◆ ESERCIZIO 1 ◆
Secondo l'articolo sul primo dibattito televisivo tra Obama e Romney, chi modererà il duello di Denver?

◆ SEZIONE DEL DOCUMENTO ◆
-------
Il presidente è avanti nei sondaggi su scala nazionale e pure
negli Stati in bilico chiave, come Ohio (18 Grandi Elettori) e Florida (29):
vincere lì, gli basterebbe per garantirsi il successo finale -in realtà, gli
bastano la Florida e il piccolo New Hampshire, 4. I sondaggi più affidabili
danno a Obama un vantaggio tra i 5 e i 7 punti su scala nazionale,
abbondantemente superiore al margine d’errore; un giudizio che la Fox condivide,
nonostante l’emittente ‘all news’ del Gruppo Murdoch strizzi l’occhio allo
sfidante. Però, i due candidati sarebbero più vicini, testa a testa, sulle
ricette per rilanciare l’economia e creare posti di lavoro, che saranno il
piatto forte del loro primo dibattito televisivo, all’Università di Denver nel
Colorado.
Prima di andare in ritiro proprio in vista del dibattito
–ore di studio dei dossier e delle risposte migliori e pure della posa da
tenere davanti alle telecamere e dei gesti da fare-, Obama e Romney si sono
incrociati nel fine settimana facendo campagna in due degli Stati più
controversi, l’Ohio e la Virginia, mentre rilevamenti locali danno Obama in
vantaggio nettamente nel New Hampshire e pure davanti, ma solo d’un’incollatura, in North Carolina e in Nevada, dove un
successo repubblicano sarebbe più normale.
Così, il duello di Denver è già divenuta l’ ‘ultima
spiaggia’ del miliardario mormone, che, tra gaffes e dichiarazioni dei redditi
non propriamente esemplari, ha avuto proprio un brutto settembre. Si calcola
che almeno 60 milioni di telespettatori –un pubblico da ‘Super Bowl’, la finale
del campionato di football Usa- seguiranno il duello di 90’ in prima serata,
moderato da Jim Lehrer della Pbs, il servizio pubblico televisivo. A Romney, il
pareggio non basta: il candidato repubblicano deve andare all’attacco, segnare
e stare attento a non beccare reti in contropiede, né farsi autogol, come gli
accade abbastanza spesso. Chris Christie, governatore del New Jersey, repubblicano
rampante –segnatevi il suo nome, sull’agenda 2016-, assicura che “da giovedì
mattina tutto lo scenario della campagna elettorale sarà diverso”. Ma le frasi
di Christie sembrano più un atto di fede dovuto che il frutto maturo di una convinzione
profonda. Anche perché Obama, se non sarà troppo frenato, come alla convention,
ha una capacità dialettica superiore al rivale.
-------
◆ VOCI FORNITE ◆
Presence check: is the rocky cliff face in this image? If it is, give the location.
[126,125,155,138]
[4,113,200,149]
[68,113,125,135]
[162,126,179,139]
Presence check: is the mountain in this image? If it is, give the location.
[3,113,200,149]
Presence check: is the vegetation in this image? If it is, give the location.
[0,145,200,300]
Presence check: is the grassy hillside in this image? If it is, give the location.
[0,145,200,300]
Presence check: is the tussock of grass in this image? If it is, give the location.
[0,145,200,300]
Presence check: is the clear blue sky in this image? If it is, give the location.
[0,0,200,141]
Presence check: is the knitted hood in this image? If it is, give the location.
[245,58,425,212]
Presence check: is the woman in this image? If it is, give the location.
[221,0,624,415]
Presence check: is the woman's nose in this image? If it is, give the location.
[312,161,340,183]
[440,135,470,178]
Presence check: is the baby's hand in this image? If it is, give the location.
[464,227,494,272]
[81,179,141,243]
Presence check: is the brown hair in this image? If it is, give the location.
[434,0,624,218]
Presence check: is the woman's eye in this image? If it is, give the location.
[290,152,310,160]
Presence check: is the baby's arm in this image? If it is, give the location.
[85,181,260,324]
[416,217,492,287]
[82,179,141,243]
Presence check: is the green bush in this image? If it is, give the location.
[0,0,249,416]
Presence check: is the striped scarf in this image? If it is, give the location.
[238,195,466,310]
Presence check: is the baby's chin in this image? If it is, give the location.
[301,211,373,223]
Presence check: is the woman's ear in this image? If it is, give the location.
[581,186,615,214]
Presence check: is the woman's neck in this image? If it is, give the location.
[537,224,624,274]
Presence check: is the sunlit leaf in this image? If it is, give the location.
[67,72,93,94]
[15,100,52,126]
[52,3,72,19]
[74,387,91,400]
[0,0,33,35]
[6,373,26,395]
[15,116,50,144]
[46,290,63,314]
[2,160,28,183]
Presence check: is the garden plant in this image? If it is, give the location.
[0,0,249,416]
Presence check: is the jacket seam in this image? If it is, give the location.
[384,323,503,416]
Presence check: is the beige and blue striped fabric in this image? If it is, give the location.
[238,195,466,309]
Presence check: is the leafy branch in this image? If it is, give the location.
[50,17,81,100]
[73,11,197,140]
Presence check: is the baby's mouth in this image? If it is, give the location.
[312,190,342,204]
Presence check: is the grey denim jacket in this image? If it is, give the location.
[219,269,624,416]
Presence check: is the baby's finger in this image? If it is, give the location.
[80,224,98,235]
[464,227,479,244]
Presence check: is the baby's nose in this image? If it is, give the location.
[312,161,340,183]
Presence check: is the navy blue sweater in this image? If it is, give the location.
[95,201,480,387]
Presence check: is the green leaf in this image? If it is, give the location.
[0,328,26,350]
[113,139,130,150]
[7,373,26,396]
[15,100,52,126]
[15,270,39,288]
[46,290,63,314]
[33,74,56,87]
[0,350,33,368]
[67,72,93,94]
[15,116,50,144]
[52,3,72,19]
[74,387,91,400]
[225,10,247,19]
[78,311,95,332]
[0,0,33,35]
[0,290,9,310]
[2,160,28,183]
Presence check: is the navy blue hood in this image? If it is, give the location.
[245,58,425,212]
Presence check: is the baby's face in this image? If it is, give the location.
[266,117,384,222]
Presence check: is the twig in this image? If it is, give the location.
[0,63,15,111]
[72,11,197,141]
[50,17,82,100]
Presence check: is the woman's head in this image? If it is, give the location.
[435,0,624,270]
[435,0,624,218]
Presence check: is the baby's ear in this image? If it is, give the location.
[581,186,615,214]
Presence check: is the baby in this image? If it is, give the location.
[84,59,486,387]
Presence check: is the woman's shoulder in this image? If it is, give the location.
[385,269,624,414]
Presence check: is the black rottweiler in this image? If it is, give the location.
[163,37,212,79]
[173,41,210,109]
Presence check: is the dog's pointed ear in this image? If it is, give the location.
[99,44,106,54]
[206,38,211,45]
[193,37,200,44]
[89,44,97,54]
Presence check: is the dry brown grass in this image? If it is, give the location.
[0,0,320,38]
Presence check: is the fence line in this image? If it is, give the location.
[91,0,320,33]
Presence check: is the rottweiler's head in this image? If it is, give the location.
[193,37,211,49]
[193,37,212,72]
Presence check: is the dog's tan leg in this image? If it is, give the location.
-------
◆ ESERCIZIO 2 ◆
Nell'elenco, rinomina "baby's" in "infant's" lasciando invariato tutto il resto. Parti dalla riga che contiene "Presence check: is the garden", fermati dopo quella che contiene "[266,117,384,222]" e riporta soltanto queste righe.

◆ RISPOSTA ALL'ESERCIZIO 1 ◆
Lo modererà Jim Lehrer della Pbs, il servizio pubblico televisivo.

◆ RISPOSTA ALL'ESERCIZIO 2 ◆
Presence check: is the garden plant in this image? If it is, give the location.
[0,0,249,416]
Presence check: is the jacket seam in this image? If it is, give the location.
[384,323,503,416]
Presence check: is the beige and blue striped fabric in this image? If it is, give the location.
[238,195,466,309]
Presence check: is the leafy branch in this image? If it is, give the location.
[50,17,81,100]
[73,11,197,140]
Presence check: is the infant's mouth in this image? If it is, give the location.
[312,190,342,204]
Presence check: is the grey denim jacket in this image? If it is, give the location.
[219,269,624,416]
Presence check: is the infant's finger in this image? If it is, give the location.
[80,224,98,235]
[464,227,479,244]
Presence check: is the infant's nose in this image? If it is, give the location.
[312,161,340,183]
Presence check: is the navy blue sweater in this image? If it is, give the location.
[95,201,480,387]
Presence check: is the green leaf in this image? If it is, give the location.
[0,328,26,350]
[113,139,130,150]
[7,373,26,396]
[15,100,52,126]
[15,270,39,288]
[46,290,63,314]
[33,74,56,87]
[0,350,33,368]
[67,72,93,94]
[15,116,50,144]
[52,3,72,19]
[74,387,91,400]
[225,10,247,19]
[78,311,95,332]
[0,0,33,35]
[0,290,9,310]
[2,160,28,183]
Presence check: is the navy blue hood in this image? If it is, give the location.
[245,58,425,212]
Presence check: is the infant's face in this image? If it is, give the location.
[266,117,384,222]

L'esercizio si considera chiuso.